Recorded data.
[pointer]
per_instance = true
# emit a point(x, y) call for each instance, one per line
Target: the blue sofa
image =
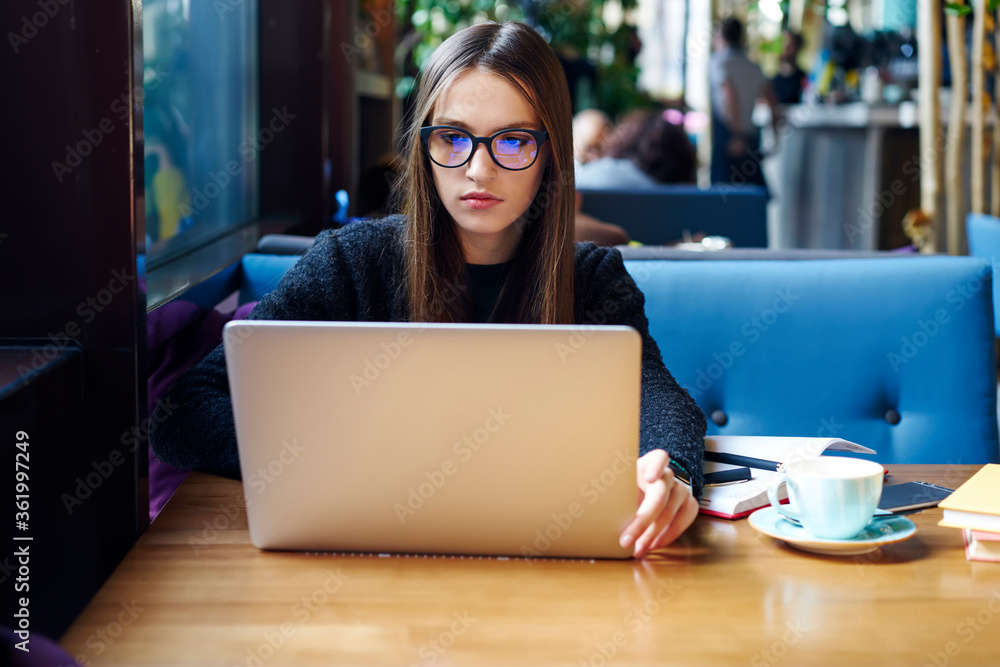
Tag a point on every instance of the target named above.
point(661, 215)
point(893, 352)
point(983, 233)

What the exercise asks.
Copy the whole listing above word for word, leaving out the pictures.

The reply.
[pointer]
per_instance = true
# emit a point(x, y) call for each instance, one per line
Target: the blue sofa
image =
Tag a point on every instance of the target named above.
point(661, 215)
point(893, 352)
point(983, 233)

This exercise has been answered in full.